Exercise description:
Extract every line starting at the line that contains "Note: for every instance of the blue" and ending with the final line of the data, inclusive; give only those lines, word for word.

Location identification items
++++++++++++++++++++

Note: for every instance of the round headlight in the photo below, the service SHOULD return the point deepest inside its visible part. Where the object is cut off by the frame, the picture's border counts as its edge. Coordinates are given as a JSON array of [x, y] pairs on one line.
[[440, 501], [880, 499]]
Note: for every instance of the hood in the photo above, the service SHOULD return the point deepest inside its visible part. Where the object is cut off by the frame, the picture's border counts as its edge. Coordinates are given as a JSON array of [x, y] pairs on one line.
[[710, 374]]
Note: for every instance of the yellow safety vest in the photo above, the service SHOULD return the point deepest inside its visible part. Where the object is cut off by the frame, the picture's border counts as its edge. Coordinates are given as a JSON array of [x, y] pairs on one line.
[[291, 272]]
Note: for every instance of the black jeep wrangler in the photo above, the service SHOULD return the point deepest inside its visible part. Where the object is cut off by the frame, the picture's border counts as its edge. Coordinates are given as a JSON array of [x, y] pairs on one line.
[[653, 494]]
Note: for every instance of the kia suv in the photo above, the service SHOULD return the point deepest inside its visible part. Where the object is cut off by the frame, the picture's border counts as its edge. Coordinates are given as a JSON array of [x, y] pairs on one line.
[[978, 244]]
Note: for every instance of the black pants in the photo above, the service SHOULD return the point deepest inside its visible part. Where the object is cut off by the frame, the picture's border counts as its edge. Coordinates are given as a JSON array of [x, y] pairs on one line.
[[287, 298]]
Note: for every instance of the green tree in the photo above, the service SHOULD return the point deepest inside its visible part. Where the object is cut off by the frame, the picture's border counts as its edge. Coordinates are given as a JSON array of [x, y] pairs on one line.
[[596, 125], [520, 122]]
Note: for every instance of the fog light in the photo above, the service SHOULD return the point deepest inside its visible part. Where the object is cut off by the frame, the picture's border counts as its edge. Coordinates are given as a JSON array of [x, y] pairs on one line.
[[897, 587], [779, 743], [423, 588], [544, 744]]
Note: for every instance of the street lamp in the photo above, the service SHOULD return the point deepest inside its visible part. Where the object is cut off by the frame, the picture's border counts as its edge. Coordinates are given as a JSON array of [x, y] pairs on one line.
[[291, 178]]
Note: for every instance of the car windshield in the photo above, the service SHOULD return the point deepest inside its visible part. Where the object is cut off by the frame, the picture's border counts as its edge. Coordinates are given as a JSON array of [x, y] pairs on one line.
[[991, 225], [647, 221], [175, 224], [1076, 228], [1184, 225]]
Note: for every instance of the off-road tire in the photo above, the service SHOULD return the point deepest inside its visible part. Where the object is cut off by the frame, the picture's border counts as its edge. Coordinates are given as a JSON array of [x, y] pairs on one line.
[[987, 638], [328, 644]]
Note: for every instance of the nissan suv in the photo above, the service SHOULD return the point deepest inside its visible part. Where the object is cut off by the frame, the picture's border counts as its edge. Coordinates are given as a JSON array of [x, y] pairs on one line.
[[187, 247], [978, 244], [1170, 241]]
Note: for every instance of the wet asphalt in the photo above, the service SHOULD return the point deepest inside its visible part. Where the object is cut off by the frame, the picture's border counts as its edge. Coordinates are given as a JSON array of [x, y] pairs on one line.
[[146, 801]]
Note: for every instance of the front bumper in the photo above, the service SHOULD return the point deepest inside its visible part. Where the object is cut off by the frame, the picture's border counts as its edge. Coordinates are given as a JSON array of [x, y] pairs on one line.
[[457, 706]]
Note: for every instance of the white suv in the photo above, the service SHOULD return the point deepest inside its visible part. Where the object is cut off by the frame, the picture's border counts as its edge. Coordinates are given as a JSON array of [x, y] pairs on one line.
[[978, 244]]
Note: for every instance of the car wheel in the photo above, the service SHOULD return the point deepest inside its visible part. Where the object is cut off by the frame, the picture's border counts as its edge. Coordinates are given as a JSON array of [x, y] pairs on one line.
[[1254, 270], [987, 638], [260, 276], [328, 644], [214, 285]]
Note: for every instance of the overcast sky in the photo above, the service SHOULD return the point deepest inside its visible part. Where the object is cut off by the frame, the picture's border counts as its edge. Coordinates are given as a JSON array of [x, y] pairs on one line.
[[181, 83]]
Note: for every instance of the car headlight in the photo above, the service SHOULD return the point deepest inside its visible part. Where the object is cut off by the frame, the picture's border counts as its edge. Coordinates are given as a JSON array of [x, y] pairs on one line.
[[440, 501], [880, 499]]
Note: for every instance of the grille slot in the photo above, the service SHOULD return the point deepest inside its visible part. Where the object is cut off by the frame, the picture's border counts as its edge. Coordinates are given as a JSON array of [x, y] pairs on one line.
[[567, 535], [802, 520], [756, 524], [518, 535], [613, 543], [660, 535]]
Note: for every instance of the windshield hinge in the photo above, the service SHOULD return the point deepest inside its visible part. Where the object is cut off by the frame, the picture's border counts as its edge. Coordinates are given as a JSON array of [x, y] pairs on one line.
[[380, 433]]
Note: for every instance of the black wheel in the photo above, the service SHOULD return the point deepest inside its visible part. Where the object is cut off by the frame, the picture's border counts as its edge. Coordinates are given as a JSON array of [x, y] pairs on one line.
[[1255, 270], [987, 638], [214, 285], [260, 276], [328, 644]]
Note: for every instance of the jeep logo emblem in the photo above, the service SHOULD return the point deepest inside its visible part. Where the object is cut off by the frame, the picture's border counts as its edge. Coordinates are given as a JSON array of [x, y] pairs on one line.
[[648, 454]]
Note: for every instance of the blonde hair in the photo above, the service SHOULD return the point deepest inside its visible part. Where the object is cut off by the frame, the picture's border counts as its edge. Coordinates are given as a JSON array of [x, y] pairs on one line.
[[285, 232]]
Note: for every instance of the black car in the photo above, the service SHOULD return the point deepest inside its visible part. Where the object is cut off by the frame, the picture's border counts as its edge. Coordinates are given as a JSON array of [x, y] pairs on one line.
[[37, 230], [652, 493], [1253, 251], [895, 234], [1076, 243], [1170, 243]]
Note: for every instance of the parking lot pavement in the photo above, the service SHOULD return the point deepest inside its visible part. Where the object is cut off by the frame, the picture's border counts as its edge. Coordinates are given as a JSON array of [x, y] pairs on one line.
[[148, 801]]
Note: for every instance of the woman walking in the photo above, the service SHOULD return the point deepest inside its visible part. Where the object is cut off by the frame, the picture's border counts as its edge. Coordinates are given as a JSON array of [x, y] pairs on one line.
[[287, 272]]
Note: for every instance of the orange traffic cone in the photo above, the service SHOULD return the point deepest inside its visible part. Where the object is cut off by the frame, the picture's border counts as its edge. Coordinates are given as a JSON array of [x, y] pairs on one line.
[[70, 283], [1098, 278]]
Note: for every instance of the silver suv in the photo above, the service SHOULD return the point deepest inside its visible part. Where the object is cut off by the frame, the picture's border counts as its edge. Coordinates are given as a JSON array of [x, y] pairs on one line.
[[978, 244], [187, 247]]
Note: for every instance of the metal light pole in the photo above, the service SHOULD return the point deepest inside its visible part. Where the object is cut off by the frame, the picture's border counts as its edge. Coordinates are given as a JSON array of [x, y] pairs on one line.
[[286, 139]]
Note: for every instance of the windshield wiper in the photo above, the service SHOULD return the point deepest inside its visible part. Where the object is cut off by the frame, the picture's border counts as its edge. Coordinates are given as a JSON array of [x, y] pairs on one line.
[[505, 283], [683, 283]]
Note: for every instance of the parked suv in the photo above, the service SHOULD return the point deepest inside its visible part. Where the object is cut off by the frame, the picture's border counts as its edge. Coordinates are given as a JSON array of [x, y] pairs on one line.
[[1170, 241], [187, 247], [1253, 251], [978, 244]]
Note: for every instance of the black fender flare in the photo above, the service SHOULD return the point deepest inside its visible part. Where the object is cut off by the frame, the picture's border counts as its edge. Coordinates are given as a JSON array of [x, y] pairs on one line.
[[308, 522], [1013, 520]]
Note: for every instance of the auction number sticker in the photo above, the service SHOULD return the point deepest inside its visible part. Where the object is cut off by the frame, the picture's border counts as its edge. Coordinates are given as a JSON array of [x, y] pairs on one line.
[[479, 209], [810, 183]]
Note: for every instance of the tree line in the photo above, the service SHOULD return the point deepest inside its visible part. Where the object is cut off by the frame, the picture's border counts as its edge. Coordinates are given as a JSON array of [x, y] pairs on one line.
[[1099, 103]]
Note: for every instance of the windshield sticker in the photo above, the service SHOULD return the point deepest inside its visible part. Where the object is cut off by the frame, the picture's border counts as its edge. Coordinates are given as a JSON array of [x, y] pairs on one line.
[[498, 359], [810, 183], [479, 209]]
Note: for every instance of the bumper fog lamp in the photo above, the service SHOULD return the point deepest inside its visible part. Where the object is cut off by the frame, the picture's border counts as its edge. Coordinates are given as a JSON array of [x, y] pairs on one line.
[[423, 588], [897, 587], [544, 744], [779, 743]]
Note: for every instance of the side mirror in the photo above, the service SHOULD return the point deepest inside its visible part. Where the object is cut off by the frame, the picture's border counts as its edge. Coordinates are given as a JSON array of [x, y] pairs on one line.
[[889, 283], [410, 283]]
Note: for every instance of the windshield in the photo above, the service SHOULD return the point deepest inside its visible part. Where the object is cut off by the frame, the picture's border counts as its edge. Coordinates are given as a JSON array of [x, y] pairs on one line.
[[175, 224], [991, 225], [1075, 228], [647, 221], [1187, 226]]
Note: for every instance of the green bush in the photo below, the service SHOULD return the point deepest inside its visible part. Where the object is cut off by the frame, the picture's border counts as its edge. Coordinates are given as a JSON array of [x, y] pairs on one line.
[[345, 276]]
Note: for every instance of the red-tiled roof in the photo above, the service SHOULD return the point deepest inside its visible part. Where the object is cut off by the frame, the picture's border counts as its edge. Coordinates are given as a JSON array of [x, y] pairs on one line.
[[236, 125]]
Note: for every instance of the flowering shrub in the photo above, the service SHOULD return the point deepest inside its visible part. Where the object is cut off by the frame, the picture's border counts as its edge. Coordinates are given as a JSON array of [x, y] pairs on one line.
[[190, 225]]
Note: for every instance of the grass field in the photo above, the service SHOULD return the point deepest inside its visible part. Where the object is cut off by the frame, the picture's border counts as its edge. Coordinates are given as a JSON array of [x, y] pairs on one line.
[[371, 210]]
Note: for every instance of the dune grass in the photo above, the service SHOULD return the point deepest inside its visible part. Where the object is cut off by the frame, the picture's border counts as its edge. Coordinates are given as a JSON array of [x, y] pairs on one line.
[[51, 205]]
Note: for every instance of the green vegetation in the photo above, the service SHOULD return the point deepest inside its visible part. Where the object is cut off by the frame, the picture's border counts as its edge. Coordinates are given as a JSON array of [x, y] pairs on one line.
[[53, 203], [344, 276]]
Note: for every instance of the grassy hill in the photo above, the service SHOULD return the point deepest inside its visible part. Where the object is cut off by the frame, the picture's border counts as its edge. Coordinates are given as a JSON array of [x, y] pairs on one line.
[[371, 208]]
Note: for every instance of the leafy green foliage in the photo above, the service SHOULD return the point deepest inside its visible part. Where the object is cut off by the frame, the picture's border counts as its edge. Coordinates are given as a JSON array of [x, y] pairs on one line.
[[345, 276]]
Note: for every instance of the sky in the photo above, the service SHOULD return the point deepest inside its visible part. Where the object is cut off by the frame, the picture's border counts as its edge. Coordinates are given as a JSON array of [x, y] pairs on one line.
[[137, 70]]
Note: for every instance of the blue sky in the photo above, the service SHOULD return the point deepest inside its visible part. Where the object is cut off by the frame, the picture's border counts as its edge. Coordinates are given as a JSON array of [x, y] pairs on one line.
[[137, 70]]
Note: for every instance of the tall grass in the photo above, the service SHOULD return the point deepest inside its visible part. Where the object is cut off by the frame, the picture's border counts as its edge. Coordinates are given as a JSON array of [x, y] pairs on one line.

++++++++++++++++++++

Full output:
Note: for every instance of the blue sky in the photo above, the service SHOULD return the point deepest inside its visible part. Where the object is cut off by the frame, the picture's border counts as its edge. Coordinates are given as a JSON array of [x, y] pairs on one line.
[[137, 70]]
Note: for every instance of the tall grass in the photo above, the service SHOULD return the point deepest inside its visible part. Where the object is cut off by the frame, the picture's border counts as its edge. Coordinates are given as a JSON array of [x, y] pairs on one line.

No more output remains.